**ASSIGNMENT 1**
In the hospital margins article, by what percentage did new hospital admissions of COVID-19 patients increase over March?
**ASSIGNMENT 2**
Decide whether each statement agrees with the hospital margins article, and quote the words that settle it: (a) Emergency room visits rose 20.3% in March compared to February. (b) Gross operating revenue fell from January to March compared to the same period last year. (c) Kaufman Hall is based in Chicago.
**ASSIGNMENT 3**
Please reproduce the hospital margins article word for word, beginning at "Those pandemic-related costs" and stopping after "to pre-pandemic levels.".

**EXCERPTED TEXT**
Hospital margins remain narrow in March as COVID-19 financial strain lingers

Dive Brief:

  • U.S. hospitals continue to struggle under the ongoing weight of the pandemic and its financial pressure, reporting a mixed performance in March, according to a new report from Kaufman Hall.
  • Volumes continued to decline, while revenues and expenses generally rose compared to the same time last year. Margins increased on both a year-to-date and year-over-year basis, but that’s largely due to measuring performance this year with last March, when hospitals were hit hard by the effects of state lockdowns and a pause in non-essential procedures, the consultancy said.
  • Researchers expect continued margin and revenue gains in the next few months, especially in comparison to record-poor performance in the first few months last year. Some gains are due to returning patient volumes, but the report warns the impacts of COVID-19 on providers are far from over.

Dive Insight:

Much like the brunt of 2020, the beginning of 2021 hasn’t been especially kind for U.S. providers, which faced significant margin declines in January and February. In February especially, outpatient volumes remained low and inpatient volumes continued to decline, following a record high of COVID-19 hospitalizations in January, Kaufman Hall said.

National COVID-19 metrics plateaued early in March but — despite new vaccine doses surpassing 3.5 million a day late in the month — began to climb again, due to the increased spread of more infectious coronavirus variants, growing travel rates and lifting of social and business restrictions across many states.

New hospital admissions of COVID-19 patients increased 17% over the month, the report based on data from roughly 100,000 providers said.

However, volumes declined across most metrics year-to-date, though they were exponentially better than March last year as hospitals were first slammed by COVID-19. Discharges were down 8.2% from January to March compared to the same period last year, but bumped up 1.8% in March year over year and 12.7% month over month.

Emergency room visits were particularly depressed on a year over year and year-to-date basis but actually increased 20.3% in March compared to February. Surgery volumes remained down compared to pre-pandemic levels, but a rise in operating room minutes suggest patient concerns about virus transmission in hospital settings may be ameliorating, hinting a potential return in non-emergency procedures.

Gross operating revenue rose 4.4% from January to March compared to the same period last year, almost 25% year over year and almost 17% month over month. Inpatient and outpatient revenue both increased over all three metrics, Kaufman Hall found.

However, expenses also rose. Total expenses, total labor expenses and total non-labor expenses all increased about 4% year-to-date, according to the report.

Those pandemic-related costs continue to depress hospital margins, which remained narrow in March compared to normal levels. However, hospital performance has generally improved as outpatient activity increased.

Not counting the effect of congressional funding from the Coronavirus Aid, Relief, and Economic Security Act passed early last year, operating margins increased 2.5 percentage points year-to-date, 5.2 percentage points compared to February and 14.5 percentage points compared to March last year.

The report paints a complex picture of the pandemic’s continued effects on U.S. providers, many of which are likely to continue for much of 2021, Kaufman Hall said. The Chicago-based consultancy said it expects the lingering effects of the pandemic to drive 2021 hospital margins down between 10% and 80%, and revenues down between $53 billion to $122 billion compared to pre-pandemic levels.

The worst of the pandemic’s financial effects have slammed smaller, regional hospitals, while it seems some of the largest hospital operators in the country will emerge relatively unscathed from COVID-19.

Both HCA and Tenet reported profit jumps in the first quarter, citing higher patient acuity and a rebound in ambulatory volumes late in the period. Both for-profit chains said they expect volumes to recover throughout 2021, albeit slowly, and increased their full-year earnings outlooks following the results, posted in late April.

**SUPPLIED DATA**

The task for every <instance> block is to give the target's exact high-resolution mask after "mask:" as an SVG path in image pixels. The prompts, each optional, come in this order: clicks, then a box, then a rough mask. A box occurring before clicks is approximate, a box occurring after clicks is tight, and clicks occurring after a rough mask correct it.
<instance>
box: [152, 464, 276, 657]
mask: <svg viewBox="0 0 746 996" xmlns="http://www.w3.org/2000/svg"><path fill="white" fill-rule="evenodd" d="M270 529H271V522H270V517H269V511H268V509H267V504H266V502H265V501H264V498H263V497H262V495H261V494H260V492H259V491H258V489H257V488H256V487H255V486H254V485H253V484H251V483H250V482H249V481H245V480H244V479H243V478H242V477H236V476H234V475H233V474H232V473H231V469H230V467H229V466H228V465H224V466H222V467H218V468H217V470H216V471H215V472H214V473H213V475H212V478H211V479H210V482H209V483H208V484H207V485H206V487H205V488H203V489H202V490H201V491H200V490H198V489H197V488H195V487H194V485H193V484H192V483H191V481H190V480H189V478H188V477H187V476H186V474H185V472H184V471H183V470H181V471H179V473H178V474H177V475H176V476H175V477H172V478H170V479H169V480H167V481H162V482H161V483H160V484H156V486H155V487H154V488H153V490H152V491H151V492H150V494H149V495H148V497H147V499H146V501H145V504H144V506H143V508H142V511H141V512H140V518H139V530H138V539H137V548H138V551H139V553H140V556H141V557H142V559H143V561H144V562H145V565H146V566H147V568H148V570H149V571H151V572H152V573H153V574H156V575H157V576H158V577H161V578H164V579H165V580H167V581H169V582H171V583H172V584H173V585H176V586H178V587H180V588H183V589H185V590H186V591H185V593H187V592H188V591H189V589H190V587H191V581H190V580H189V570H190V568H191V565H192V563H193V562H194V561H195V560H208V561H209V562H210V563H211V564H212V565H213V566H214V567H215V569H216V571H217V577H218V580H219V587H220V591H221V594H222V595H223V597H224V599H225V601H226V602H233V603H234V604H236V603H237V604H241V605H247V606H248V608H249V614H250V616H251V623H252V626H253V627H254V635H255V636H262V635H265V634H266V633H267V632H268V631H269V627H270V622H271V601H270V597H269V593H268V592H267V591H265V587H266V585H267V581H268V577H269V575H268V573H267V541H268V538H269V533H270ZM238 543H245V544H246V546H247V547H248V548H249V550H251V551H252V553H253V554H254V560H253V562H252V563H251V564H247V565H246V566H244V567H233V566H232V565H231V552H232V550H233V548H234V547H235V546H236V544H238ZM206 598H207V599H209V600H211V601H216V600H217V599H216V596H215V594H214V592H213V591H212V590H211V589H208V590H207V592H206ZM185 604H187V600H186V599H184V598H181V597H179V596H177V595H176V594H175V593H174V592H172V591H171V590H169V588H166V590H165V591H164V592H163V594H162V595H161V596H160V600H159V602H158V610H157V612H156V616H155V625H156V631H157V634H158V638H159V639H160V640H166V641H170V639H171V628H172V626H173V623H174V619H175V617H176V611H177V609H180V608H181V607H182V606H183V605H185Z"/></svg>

**TASK SOLUTION 1**
They increased 17%.

**TASK SOLUTION 2**
(a) Yes: "actually increased 20.3% in March compared to February"
(b) No: "Gross operating revenue rose 4.4% from January to March compared to the same period last year"
(c) Yes: "The Chicago-based consultancy"

**TASK SOLUTION 3**
Those pandemic-related costs continue to depress hospital margins, which remained narrow in March compared to normal levels. However, hospital performance has generally improved as outpatient activity increased.

Not counting the effect of congressional funding from the Coronavirus Aid, Relief, and Economic Security Act passed early last year, operating margins increased 2.5 percentage points year-to-date, 5.2 percentage points compared to February and 14.5 percentage points compared to March last year.

The report paints a complex picture of the pandemic’s continued effects on U.S. providers, many of which are likely to continue for much of 2021, Kaufman Hall said. The Chicago-based consultancy said it expects the lingering effects of the pandemic to drive 2021 hospital margins down between 10% and 80%, and revenues down between $53 billion to $122 billion compared to pre-pandemic levels.